* EXERCISE DETAILS: Pull out every line of the entries below that contains the word "white", matching its case exactly.

* DATA LINES:
-- begin --

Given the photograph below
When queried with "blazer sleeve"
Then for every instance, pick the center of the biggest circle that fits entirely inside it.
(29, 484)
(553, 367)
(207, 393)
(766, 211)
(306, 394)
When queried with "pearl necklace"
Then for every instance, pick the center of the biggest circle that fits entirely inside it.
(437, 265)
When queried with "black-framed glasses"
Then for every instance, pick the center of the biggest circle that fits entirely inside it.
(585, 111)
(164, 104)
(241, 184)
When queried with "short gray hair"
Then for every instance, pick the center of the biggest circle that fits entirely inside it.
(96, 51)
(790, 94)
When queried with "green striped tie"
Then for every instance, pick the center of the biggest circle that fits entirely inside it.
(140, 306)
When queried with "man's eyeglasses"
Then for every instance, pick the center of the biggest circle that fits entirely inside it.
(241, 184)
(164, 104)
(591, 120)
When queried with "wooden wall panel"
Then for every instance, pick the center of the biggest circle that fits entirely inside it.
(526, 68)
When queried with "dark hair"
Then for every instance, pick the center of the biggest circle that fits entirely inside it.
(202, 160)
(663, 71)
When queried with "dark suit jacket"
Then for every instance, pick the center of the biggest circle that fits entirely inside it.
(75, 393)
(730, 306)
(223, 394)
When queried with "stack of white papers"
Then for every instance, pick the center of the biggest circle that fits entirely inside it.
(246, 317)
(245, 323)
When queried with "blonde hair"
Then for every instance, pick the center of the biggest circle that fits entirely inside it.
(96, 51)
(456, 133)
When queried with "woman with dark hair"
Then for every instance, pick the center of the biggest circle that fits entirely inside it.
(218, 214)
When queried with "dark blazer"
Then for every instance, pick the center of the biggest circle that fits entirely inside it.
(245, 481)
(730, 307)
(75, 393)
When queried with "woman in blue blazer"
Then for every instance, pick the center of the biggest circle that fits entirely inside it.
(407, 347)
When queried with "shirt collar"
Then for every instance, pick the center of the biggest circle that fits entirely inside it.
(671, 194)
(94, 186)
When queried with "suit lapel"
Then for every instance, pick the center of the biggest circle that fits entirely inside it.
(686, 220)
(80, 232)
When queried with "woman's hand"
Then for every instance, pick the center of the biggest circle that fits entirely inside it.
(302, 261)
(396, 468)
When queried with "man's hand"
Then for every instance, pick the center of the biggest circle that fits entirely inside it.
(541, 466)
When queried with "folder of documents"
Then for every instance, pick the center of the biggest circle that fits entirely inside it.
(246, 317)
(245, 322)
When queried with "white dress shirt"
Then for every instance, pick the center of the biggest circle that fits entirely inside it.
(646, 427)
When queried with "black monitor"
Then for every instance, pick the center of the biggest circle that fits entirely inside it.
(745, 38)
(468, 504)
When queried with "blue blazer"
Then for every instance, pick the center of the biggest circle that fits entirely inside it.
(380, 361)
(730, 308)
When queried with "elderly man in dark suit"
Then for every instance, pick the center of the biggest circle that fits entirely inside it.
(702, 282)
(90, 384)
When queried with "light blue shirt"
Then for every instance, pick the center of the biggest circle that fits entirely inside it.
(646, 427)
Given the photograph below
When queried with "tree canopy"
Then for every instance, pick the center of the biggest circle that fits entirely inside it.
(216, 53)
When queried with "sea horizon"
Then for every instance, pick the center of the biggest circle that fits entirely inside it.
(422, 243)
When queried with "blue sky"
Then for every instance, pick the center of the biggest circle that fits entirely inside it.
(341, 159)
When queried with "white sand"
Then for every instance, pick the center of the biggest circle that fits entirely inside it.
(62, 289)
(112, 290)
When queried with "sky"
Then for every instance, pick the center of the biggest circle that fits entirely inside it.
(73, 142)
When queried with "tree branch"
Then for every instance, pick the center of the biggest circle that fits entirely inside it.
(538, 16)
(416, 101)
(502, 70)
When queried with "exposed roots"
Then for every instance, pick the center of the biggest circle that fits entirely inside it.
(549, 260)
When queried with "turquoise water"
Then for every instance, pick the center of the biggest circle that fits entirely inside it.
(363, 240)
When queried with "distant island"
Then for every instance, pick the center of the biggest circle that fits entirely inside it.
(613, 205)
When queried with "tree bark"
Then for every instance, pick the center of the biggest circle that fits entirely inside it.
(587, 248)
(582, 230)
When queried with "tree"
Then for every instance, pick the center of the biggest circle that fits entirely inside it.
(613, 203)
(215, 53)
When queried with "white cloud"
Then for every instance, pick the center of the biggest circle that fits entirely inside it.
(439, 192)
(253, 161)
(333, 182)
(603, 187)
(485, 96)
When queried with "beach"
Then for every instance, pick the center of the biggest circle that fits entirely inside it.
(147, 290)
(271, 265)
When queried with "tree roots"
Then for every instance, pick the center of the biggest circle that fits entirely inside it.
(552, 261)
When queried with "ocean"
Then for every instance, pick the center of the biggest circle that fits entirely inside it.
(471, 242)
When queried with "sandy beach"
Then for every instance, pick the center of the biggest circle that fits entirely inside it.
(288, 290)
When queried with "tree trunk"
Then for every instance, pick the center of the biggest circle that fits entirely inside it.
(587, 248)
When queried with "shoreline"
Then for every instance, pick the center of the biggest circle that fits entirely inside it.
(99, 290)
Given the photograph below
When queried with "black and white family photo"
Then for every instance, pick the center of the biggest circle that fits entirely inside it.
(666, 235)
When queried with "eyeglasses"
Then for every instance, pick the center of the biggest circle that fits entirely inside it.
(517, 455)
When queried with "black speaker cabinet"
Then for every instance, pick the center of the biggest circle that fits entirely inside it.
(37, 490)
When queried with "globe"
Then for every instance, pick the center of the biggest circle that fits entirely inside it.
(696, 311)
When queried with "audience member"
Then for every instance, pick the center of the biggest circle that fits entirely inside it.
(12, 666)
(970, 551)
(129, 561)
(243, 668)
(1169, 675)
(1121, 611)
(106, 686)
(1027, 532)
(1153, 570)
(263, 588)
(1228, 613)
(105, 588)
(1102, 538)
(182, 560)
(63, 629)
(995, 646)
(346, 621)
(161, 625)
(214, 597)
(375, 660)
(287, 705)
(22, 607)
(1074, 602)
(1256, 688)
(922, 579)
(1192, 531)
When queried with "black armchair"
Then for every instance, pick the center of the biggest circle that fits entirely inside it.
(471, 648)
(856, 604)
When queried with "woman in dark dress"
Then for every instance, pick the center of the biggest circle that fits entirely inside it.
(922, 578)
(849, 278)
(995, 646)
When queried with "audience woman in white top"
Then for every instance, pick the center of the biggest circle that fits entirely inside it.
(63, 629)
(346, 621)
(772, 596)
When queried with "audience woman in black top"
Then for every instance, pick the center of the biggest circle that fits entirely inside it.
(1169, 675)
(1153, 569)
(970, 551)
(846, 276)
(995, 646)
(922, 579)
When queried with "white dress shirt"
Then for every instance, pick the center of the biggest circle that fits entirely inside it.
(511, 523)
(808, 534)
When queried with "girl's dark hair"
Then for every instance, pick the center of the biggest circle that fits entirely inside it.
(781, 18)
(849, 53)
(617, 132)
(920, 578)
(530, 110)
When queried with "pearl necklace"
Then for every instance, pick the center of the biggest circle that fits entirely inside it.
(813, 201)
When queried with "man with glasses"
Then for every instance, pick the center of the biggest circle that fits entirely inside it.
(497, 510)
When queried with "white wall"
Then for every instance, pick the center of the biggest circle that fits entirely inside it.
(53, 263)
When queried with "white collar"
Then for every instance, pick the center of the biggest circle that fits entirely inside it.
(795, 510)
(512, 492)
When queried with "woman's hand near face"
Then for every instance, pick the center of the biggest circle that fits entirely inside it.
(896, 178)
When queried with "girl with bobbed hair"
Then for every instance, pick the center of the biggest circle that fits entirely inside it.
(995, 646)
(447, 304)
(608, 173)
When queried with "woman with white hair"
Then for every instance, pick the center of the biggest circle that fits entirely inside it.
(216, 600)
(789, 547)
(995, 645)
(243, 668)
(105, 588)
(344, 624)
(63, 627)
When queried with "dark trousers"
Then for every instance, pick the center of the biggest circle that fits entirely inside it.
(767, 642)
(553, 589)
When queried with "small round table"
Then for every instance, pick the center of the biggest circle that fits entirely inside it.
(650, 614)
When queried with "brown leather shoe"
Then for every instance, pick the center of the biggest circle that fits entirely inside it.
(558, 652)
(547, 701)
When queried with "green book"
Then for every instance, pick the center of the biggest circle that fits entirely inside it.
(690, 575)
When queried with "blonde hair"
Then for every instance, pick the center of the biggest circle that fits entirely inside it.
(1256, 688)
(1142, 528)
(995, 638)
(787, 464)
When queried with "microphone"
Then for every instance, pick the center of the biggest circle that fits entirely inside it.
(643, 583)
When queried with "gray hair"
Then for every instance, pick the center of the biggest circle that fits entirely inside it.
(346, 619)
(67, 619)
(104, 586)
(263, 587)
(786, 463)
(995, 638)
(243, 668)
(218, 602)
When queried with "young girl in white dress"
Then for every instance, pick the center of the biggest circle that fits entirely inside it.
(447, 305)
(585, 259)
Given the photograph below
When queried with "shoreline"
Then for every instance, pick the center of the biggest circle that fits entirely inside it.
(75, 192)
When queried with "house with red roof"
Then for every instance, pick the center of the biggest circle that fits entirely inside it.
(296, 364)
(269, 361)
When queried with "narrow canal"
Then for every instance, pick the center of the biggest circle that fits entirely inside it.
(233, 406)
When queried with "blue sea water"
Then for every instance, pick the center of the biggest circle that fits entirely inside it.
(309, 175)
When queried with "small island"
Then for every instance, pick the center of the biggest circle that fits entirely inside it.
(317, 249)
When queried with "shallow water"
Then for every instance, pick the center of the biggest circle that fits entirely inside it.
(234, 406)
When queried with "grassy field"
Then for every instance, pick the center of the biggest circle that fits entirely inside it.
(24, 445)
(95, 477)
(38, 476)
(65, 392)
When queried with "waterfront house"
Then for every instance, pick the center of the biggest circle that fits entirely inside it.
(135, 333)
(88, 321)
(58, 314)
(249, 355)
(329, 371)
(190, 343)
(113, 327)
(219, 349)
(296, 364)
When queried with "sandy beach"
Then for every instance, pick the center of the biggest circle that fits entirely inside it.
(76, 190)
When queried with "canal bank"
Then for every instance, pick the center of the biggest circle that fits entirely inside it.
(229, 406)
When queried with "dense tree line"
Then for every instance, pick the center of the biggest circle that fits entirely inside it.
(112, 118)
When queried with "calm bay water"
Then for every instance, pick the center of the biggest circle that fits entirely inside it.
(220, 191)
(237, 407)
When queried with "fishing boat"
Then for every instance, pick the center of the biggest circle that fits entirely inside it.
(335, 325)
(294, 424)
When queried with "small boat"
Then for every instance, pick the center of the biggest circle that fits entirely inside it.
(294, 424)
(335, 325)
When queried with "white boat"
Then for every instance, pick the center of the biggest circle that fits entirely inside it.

-- end --

* REPLY TO THE EXERCISE:
When queried with "stack of white papers"
When queried with "white dress shirt"
When queried with "white sand"
When queried with "white cloud"
When queried with "black and white family photo"
When queried with "audience woman in white top"
When queried with "white dress shirt"
When queried with "white wall"
When queried with "white collar"
When queried with "woman with white hair"
When queried with "young girl in white dress"
When queried with "white boat"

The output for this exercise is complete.